[A few rows]
-------------------------

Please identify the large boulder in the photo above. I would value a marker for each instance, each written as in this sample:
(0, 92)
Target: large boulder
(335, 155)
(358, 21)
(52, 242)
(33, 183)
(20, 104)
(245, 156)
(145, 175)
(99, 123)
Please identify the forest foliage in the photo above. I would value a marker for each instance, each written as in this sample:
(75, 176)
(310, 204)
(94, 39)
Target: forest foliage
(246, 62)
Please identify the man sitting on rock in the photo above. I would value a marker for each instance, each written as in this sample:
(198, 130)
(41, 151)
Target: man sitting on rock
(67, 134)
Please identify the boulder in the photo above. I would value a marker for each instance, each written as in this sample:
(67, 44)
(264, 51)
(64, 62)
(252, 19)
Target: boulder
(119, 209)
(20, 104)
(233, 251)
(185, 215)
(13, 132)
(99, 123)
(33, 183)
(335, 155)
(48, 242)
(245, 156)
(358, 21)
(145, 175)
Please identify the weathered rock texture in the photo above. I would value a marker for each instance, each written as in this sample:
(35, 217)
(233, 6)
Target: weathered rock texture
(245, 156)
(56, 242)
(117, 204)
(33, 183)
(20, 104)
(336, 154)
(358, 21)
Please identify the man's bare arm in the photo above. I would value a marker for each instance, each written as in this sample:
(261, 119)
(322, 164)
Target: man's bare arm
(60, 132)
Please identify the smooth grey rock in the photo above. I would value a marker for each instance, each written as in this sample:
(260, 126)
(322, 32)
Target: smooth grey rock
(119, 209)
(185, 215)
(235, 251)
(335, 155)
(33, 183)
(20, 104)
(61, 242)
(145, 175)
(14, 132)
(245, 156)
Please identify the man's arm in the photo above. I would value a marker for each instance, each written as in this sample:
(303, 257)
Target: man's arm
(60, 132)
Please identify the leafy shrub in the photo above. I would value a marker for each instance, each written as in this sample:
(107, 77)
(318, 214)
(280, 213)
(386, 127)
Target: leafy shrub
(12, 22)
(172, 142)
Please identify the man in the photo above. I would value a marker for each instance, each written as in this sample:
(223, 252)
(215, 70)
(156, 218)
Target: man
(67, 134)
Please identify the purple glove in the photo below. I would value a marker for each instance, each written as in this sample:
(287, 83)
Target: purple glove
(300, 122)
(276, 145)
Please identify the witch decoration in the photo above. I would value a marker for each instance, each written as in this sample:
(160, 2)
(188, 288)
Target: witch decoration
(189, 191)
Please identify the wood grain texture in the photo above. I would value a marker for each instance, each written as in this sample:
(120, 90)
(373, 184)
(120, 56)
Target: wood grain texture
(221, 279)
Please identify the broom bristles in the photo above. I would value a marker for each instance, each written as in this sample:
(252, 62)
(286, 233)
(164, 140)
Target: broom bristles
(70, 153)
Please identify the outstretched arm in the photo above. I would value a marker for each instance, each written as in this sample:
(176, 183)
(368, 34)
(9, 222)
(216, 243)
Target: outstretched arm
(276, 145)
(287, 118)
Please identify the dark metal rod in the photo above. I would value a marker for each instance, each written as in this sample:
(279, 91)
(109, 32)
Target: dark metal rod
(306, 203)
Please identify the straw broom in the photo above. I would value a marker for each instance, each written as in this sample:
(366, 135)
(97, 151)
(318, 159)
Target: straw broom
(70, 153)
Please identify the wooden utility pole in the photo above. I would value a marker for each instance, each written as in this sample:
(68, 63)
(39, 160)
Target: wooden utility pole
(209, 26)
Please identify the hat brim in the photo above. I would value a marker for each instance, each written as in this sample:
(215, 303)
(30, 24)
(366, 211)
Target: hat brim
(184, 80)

-------------------------

◆ **TO DO**
Return each of the rows above verbatim, with no row left out and no line altered.

◆ **COMPLETED TASK**
Please identify the large boulder in the photo above. I would value a marker for each instance, each written as in this sample:
(0, 92)
Target: large boulder
(335, 155)
(358, 21)
(52, 242)
(33, 183)
(20, 104)
(245, 156)
(145, 175)
(99, 123)
Please identify the forest foliage in the photo above. I would value a marker for each instance, each written as in this sample:
(75, 176)
(310, 204)
(94, 39)
Target: forest foliage
(246, 62)
Please identify the man sitting on rock in the photo above. I would value a marker for each instance, each written as in this sample:
(198, 130)
(41, 151)
Target: man sitting on rock
(67, 134)
Please identify the boulder in the photo above. I would value a marker for each instance, each written as in this sample:
(67, 44)
(264, 51)
(64, 62)
(252, 19)
Target: boulder
(119, 209)
(20, 104)
(233, 251)
(185, 215)
(13, 132)
(99, 123)
(33, 183)
(335, 155)
(48, 242)
(245, 156)
(358, 21)
(145, 175)
Please identify the weathered rock texture in the photo above. I would value a marker for each instance, each written as in this sample:
(35, 217)
(233, 6)
Target: weathered rock texture
(245, 156)
(56, 242)
(117, 204)
(33, 183)
(20, 104)
(336, 154)
(358, 21)
Please identify the man's bare arm in the photo above. I would value a marker for each instance, each written as in this sample:
(261, 119)
(322, 164)
Target: man's bare arm
(60, 132)
Please identify the smooth grey rock in the photo above. I would value a marker for each instance, each written as in this sample:
(260, 126)
(322, 32)
Target: smooth grey rock
(119, 209)
(185, 215)
(235, 251)
(335, 155)
(33, 183)
(20, 104)
(61, 242)
(145, 175)
(14, 132)
(245, 156)
Please identify the man's arm in the photo above. I would value a marker for each instance, each written as in this sample:
(303, 257)
Target: man's arm
(60, 132)
Please identify the leafy shrub in the photo above. I would value a marker for each instance, each written as in this sample:
(107, 77)
(318, 214)
(280, 213)
(386, 127)
Target: leafy shrub
(12, 22)
(172, 142)
Please identify the man in the photo above. I would value a marker for each instance, each written as in this sample:
(223, 252)
(215, 70)
(156, 218)
Target: man
(67, 134)
Please identify the purple glove in the photo below. I would value a marker for each instance, each written as in this sample:
(287, 83)
Target: purple glove
(300, 122)
(276, 145)
Please identify the witch decoration in the photo above. I would value a marker for each instance, each written as in this sample:
(160, 2)
(188, 288)
Target: witch decoration
(189, 191)
Please identify the wood grain texture in the photo above. I would value a marker for each instance, each written as in this sample:
(120, 90)
(373, 184)
(120, 56)
Target: wood grain texture
(221, 279)
Please identify the broom bristles in the photo above. I would value a marker for each instance, each written as in this sample:
(252, 62)
(286, 233)
(164, 140)
Target: broom bristles
(70, 153)
Please identify the outstretched arm in the photo above. I would value a marker for each instance, each written as in this sample:
(176, 183)
(368, 34)
(9, 222)
(216, 243)
Target: outstretched arm
(276, 145)
(287, 118)
Please identify the dark metal rod in the photo above. I would value a marker for each instance, each written as in this sample:
(279, 91)
(109, 32)
Target: dark metal rod
(306, 203)
Please identify the straw broom in the photo above. I would value a marker for each instance, each written as in this sample:
(366, 135)
(97, 151)
(318, 159)
Target: straw broom
(70, 153)
Please identify the wooden utility pole in the photo above. I would value a marker for each instance, each written as in this sample:
(68, 63)
(39, 160)
Target: wooden utility pole
(209, 26)
Please identify the hat brim in the photo above. I would value a marker for each instance, each written as in this sample:
(215, 303)
(30, 24)
(366, 211)
Target: hat brim
(184, 80)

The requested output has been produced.